Annotated photo localization data:

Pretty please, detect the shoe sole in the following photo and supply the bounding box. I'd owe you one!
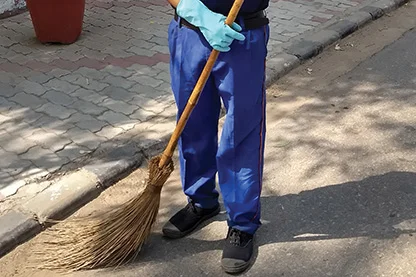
[221,236,255,274]
[162,205,221,239]
[221,262,251,274]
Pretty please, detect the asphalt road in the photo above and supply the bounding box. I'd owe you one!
[1,2,416,277]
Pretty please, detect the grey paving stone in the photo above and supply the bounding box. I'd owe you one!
[36,102,76,120]
[145,29,167,39]
[125,46,155,57]
[0,72,25,86]
[73,67,106,80]
[56,143,91,161]
[71,88,108,104]
[0,178,25,198]
[44,78,80,94]
[0,106,27,127]
[20,110,43,124]
[96,125,125,139]
[28,129,72,152]
[25,72,54,84]
[64,127,105,150]
[153,62,169,72]
[0,130,13,151]
[130,7,152,19]
[75,118,108,133]
[289,11,313,20]
[102,47,132,58]
[42,90,76,106]
[80,48,108,61]
[128,75,163,88]
[110,12,131,21]
[130,109,158,122]
[127,40,157,50]
[100,86,136,102]
[270,32,291,42]
[127,64,161,77]
[0,83,18,98]
[68,99,108,116]
[148,36,169,46]
[0,113,11,125]
[98,110,132,127]
[20,146,69,172]
[9,92,45,109]
[150,45,170,54]
[6,159,33,177]
[99,98,138,115]
[154,71,171,83]
[0,37,15,47]
[1,133,36,155]
[132,95,172,114]
[7,121,37,139]
[312,0,339,6]
[56,50,84,62]
[306,10,334,19]
[0,46,8,56]
[48,68,71,78]
[102,65,134,78]
[155,81,173,94]
[0,170,13,188]
[0,148,20,170]
[17,166,49,182]
[102,75,135,89]
[0,116,22,133]
[62,74,109,92]
[65,113,98,124]
[30,115,74,136]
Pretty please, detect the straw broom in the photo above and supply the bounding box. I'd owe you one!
[33,0,245,271]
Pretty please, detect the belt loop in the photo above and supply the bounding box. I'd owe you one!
[178,16,182,28]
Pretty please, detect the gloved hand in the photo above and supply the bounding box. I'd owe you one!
[176,0,245,52]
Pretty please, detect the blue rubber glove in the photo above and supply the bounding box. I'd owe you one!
[176,0,245,52]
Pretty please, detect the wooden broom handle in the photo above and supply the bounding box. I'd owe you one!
[159,0,245,168]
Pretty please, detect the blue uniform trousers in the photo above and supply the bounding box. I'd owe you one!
[168,17,269,234]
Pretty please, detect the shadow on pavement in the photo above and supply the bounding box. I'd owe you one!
[127,171,416,272]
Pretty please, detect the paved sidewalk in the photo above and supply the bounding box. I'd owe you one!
[0,0,391,204]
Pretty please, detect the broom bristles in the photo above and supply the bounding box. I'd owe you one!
[31,155,174,272]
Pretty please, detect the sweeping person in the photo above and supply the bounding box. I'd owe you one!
[164,0,270,273]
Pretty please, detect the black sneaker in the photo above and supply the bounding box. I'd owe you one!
[162,201,220,239]
[221,228,254,274]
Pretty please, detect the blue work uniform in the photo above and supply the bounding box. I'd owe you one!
[168,0,270,235]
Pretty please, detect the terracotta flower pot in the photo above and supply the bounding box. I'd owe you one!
[26,0,86,44]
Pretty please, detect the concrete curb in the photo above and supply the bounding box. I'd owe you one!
[0,141,148,258]
[0,0,409,260]
[0,211,41,257]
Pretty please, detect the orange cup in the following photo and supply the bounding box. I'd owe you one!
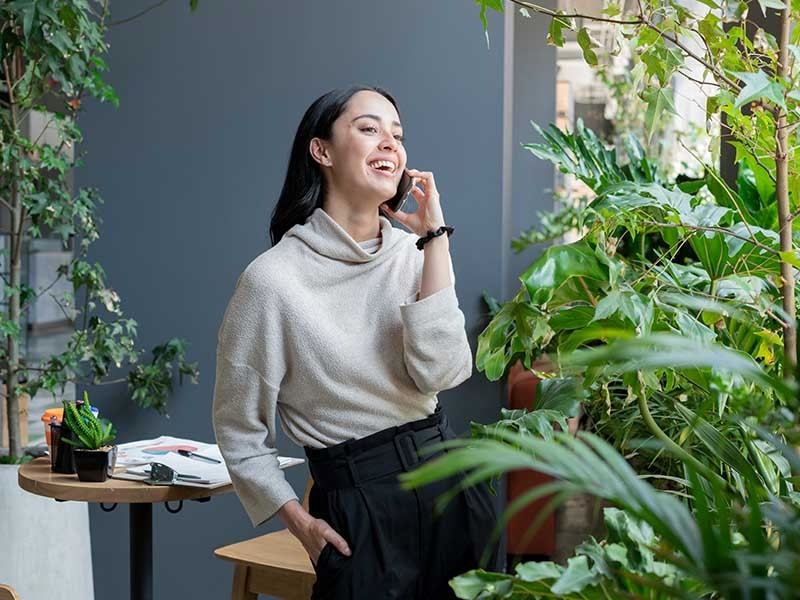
[41,408,64,447]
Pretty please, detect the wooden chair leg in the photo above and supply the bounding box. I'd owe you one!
[283,577,314,600]
[301,578,315,599]
[231,564,257,600]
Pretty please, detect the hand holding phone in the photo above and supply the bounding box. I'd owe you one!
[381,168,446,237]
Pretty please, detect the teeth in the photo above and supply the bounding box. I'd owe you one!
[368,160,396,173]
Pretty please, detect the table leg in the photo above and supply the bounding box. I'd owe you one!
[130,502,153,600]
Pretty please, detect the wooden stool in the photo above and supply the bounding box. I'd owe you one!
[0,584,21,600]
[215,478,316,600]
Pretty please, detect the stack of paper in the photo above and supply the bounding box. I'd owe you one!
[115,435,214,468]
[112,435,304,488]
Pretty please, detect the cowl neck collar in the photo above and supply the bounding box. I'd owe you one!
[284,207,403,264]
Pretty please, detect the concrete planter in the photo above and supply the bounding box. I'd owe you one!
[0,464,94,599]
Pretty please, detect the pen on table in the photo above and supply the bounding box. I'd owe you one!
[177,449,222,464]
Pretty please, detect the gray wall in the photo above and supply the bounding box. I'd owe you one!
[76,1,554,598]
[505,6,558,300]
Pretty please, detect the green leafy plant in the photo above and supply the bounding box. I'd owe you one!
[474,114,799,490]
[477,0,800,375]
[396,2,800,597]
[402,403,800,598]
[401,334,800,598]
[61,391,115,450]
[0,0,200,460]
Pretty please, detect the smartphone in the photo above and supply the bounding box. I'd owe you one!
[380,169,414,218]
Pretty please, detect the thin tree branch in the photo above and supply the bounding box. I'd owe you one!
[46,290,76,324]
[109,0,171,27]
[753,156,778,185]
[676,68,720,89]
[507,0,643,25]
[577,276,598,306]
[18,273,67,316]
[93,377,128,386]
[645,221,780,255]
[679,143,758,241]
[510,0,744,98]
[642,17,742,93]
[30,111,57,148]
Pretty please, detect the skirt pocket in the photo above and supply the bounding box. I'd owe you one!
[310,489,354,598]
[462,478,501,568]
[313,542,334,573]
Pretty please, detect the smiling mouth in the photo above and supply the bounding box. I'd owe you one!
[370,167,396,178]
[367,158,398,173]
[368,164,398,179]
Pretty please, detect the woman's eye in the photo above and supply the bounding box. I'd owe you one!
[361,126,404,142]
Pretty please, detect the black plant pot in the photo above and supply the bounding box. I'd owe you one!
[73,446,116,482]
[52,422,76,474]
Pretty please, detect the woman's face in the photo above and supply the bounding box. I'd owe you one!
[312,90,406,205]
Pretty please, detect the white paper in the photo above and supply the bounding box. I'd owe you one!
[112,435,304,488]
[115,436,217,468]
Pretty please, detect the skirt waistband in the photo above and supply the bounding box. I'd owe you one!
[303,403,449,490]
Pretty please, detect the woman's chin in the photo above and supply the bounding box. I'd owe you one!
[364,183,396,201]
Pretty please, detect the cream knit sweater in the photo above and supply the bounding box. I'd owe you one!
[212,206,473,526]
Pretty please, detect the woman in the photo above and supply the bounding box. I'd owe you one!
[212,85,499,599]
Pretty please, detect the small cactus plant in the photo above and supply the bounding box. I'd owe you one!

Task to complete = Reproduce the entries exactly. Do not carry over any picture.

Your response =
Pretty please, detect the shoe sole in the following photo and supply the bounding box. I'd owe you one!
[221,236,255,274]
[162,205,221,239]
[221,262,251,274]
Pretty please, detect the asphalt road in the photo above and supply the bounding box. I'd owe you one!
[1,2,416,277]
Pretty please, detect the grey paving stone in the photo above and supply the bounding box. I'd owe you one!
[36,102,76,120]
[145,29,167,39]
[125,46,155,57]
[0,72,25,86]
[73,67,106,80]
[56,143,91,161]
[71,88,108,104]
[0,178,25,198]
[44,78,80,94]
[0,106,27,127]
[20,110,43,124]
[96,125,125,139]
[28,129,72,152]
[25,72,54,84]
[64,127,105,150]
[153,62,169,72]
[0,130,13,151]
[130,7,152,19]
[75,118,108,133]
[289,11,313,20]
[102,47,132,58]
[42,90,76,106]
[80,48,108,61]
[128,75,163,88]
[110,12,131,21]
[130,109,158,122]
[127,40,157,50]
[100,86,136,102]
[270,32,291,42]
[127,64,161,77]
[0,83,18,98]
[68,99,108,116]
[148,36,169,46]
[0,113,11,125]
[98,110,132,127]
[20,146,69,172]
[9,92,45,109]
[150,45,170,54]
[6,159,33,177]
[99,98,138,115]
[154,71,171,83]
[0,37,15,47]
[1,133,36,155]
[132,95,172,114]
[7,121,37,139]
[312,0,339,6]
[56,50,84,62]
[306,10,334,19]
[0,46,8,56]
[48,68,71,78]
[102,65,134,78]
[155,81,173,94]
[0,170,13,188]
[0,148,20,170]
[17,166,49,182]
[102,75,135,89]
[0,116,22,133]
[62,74,109,92]
[65,113,98,124]
[30,115,74,136]
Pretty please, detect the straw broom in the photo above and supply the bounding box. I'd owe you one!
[33,0,245,271]
Pretty please, detect the belt loop in the photo above and supply the bounding box. I'd owe you one!
[178,16,182,28]
Pretty please, detect the gloved hand in the photo above and supply the bounding box. I'd owe you one!
[176,0,245,52]
Pretty please, detect the blue rubber glove in the photo above and supply the bounding box. I'd owe you one!
[176,0,245,52]
Pretty please, detect the wooden broom handle in the photo above and supply the bounding box. I'd owe you one!
[159,0,245,168]
Pretty please, detect the blue uniform trousers in the photo above and supply the bounding box. I'd owe you one!
[168,17,269,234]
Pretty please, detect the shadow on pavement in the photo above and supply the bounding box. I'd owe you one!
[127,171,416,272]
Pretty please, detect the paved sidewalk in the photo above and supply the bounding box. I'd owe you one!
[0,0,391,204]
Pretty please, detect the broom bristles in the photo above and supply the bounding box. I'd owe you one!
[31,155,174,272]
Pretty please, detect the sweeping person in the photo above and supply the bounding box. I'd owe you one!
[164,0,270,273]
Pretty please, detect the black sneaker in the photo above and supply the bounding box. I'd owe you one!
[162,201,220,239]
[221,228,254,274]
Pretty please, detect the blue work uniform in the photo above and supply the bounding box. I'd owe you one!
[168,0,270,235]
Pretty please, detect the terracotta flower pot in the photo above and supply the bounding box. I'd owe you one!
[26,0,86,44]
Pretty please, detect the concrete curb in the photo above and supply the bounding box. I'd owe you one!
[0,141,148,258]
[0,0,409,260]
[0,211,41,257]
Pretty please, detect the orange cup in the following photo and supply the bounding box. I'd owe you one!
[41,408,64,447]
Pretty please, detect the wooden chair leg in the photo above and supply the bounding box. I'd owe you one!
[283,577,314,600]
[301,578,315,599]
[231,564,257,600]
Pretty please, detect the hand holding phone in the photo above and supply the bounding box. I'd owe you one!
[381,168,446,237]
Pretty please, detect the teeth in the photo above and supply the bounding box. I'd owe you one!
[368,160,396,173]
Pretty please, detect the table leg in the photo above and supply the bounding box. I'd owe you one!
[130,502,153,600]
Pretty please, detect the wooden stool in the photo above and supply the bounding box. I'd owe you one!
[0,584,21,600]
[215,478,316,600]
Pretty please, detect the stack of paper in the photo above and supply the bounding box. I'd owe you one!
[115,435,214,468]
[112,435,304,488]
Pretty please, detect the cowl neck collar in the photo above and supply the bounding box. I'd owe you one!
[284,207,403,264]
Pretty please, detect the concrete planter in the photo above and supply the bounding box. I'd owe you one!
[0,464,94,599]
Pretty please, detect the pen on table in the photo above and supply the bounding box. I'd owe you one!
[177,449,222,464]
Pretty please, detect the gray wall in the photo above and supply the bounding box. I'd owe you one!
[76,1,554,598]
[505,6,558,300]
Pretty please, detect the green leafy plant in the photo above and supply the bounding box. I'd owe you one!
[474,114,799,490]
[477,0,800,375]
[396,2,800,597]
[402,403,800,598]
[401,334,800,598]
[61,391,115,450]
[0,0,200,460]
Pretty please, detect the smartphone in the photo above and supply the bounding box. I'd owe you one!
[380,169,414,218]
Pretty please, detect the thin tree branch in the photo above and supply the bounding box. I'd owe you one!
[46,290,76,324]
[109,0,171,27]
[753,156,778,185]
[676,68,720,89]
[507,0,643,25]
[577,276,598,306]
[18,273,67,316]
[93,377,128,386]
[645,221,780,255]
[679,143,758,241]
[510,0,744,98]
[642,17,742,93]
[30,111,57,148]
Pretty please, detect the skirt pocket in the photo above and supply the bounding box. I'd owe you one!
[310,489,354,598]
[462,478,501,568]
[313,542,334,573]
Pretty please, detect the smiling mouth in the photo above and supply the bounding box. I'd owe you one!
[370,167,396,178]
[367,158,398,173]
[368,164,398,179]
Pretty please, detect the woman's eye in the photo above and supply the bounding box. I'd owe you one!
[361,126,404,142]
Pretty please, detect the black plant pot in the photo above and supply the bounding box. I'd owe you one!
[73,446,116,482]
[52,422,76,474]
Pretty please, detect the woman's face in the photo above and supply the bounding box. I'd owe you one!
[312,90,406,205]
Pretty please, detect the white paper in the photo above and supply the bounding box. I'd owe you one!
[112,435,304,488]
[115,436,217,468]
Pretty please, detect the skirt waistband in the photo above and supply the bounding box. I'd owe you one!
[303,403,449,490]
Pretty please, detect the woman's chin in the photo above and supply the bounding box. I'd owe you one!
[364,183,396,201]
Pretty please, detect the cream knit sweater in the photo above and supply the bounding box. I'd owe you one!
[212,206,473,526]
Pretty please, detect the woman in the photo above and supply the bounding box. I'd owe you one!
[212,85,499,599]
Pretty please, detect the small cactus plant in the photo above and supply the bounding box. I'd owe you one!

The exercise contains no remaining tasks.